Exercise: In the data below, shift every coordinate in the answers by adding 137 to each number. Rewrite only the lines between the one containing "For every instance of the lips" and the one containing "x=465, y=144", inclusive, and leave everything else in them unchanged.

Records for the task:
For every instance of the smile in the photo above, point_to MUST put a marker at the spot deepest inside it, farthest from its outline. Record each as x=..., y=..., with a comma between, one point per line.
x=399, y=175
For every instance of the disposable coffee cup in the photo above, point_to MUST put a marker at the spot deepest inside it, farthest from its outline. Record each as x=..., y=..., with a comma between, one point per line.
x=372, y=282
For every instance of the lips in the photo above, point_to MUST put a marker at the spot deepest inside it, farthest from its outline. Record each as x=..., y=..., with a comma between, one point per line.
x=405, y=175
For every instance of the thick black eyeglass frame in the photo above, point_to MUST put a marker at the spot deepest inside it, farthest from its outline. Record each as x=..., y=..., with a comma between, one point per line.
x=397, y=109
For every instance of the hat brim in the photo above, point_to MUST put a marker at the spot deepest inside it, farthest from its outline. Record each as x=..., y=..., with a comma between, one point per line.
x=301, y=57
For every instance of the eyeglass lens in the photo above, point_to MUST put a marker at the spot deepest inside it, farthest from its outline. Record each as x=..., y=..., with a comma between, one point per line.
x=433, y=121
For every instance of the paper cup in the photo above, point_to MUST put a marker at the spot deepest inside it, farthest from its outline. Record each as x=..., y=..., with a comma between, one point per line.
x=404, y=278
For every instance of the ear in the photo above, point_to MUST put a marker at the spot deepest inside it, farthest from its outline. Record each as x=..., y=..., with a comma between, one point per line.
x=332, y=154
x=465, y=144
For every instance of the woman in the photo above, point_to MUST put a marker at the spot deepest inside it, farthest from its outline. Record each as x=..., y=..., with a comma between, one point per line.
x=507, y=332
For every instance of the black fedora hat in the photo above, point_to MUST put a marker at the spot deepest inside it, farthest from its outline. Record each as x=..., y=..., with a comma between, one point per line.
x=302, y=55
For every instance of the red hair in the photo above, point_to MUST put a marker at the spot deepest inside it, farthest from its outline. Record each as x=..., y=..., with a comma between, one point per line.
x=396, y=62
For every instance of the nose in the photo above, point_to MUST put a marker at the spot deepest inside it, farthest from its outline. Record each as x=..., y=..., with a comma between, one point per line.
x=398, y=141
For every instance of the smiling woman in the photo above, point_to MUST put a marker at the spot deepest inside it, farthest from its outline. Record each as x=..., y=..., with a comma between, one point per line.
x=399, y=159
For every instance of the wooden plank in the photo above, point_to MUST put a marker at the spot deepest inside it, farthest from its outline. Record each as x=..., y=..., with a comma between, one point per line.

Written solution:
For every instance of the lips in the photo above, point_to MUST put a marker at the spot deepest inside it, farthest from its outline. Record each as x=..., y=..., with a comma between, one point per line.
x=542, y=312
For every instance of the thick black eyeglass frame in the photo above, point_to MUST put a marker at the spot deepest inside it, farthest from its outline. Record each as x=..., y=..., with a comma between, one point per line.
x=534, y=246
For every instance of the hat brim in the photo above, point_to MUST put a marker at the spot deepest inside it, farthest from its outline. Record each as x=..., y=..., with a comma between, one point per line.
x=438, y=194
For every instance of the eyeglass lens in the photo above, point_to MUST put a marker at the spot deepest inside it, farthest from its outline. Record each as x=..., y=..., with a comma between, one point per line.
x=570, y=258
For every instance of the paper cup in the photo above, point_to MUST put a marker at the spot deepest inside it, farthest from its outline. Record each as x=..., y=..., with a comma between, one point per line.
x=541, y=415
For every instance of the ear in the photo above, point_to MUST put a marker at the spot deepest inside it, farthest from its outline. Record each as x=..., y=..., with a comma between, one point per line.
x=469, y=291
x=602, y=281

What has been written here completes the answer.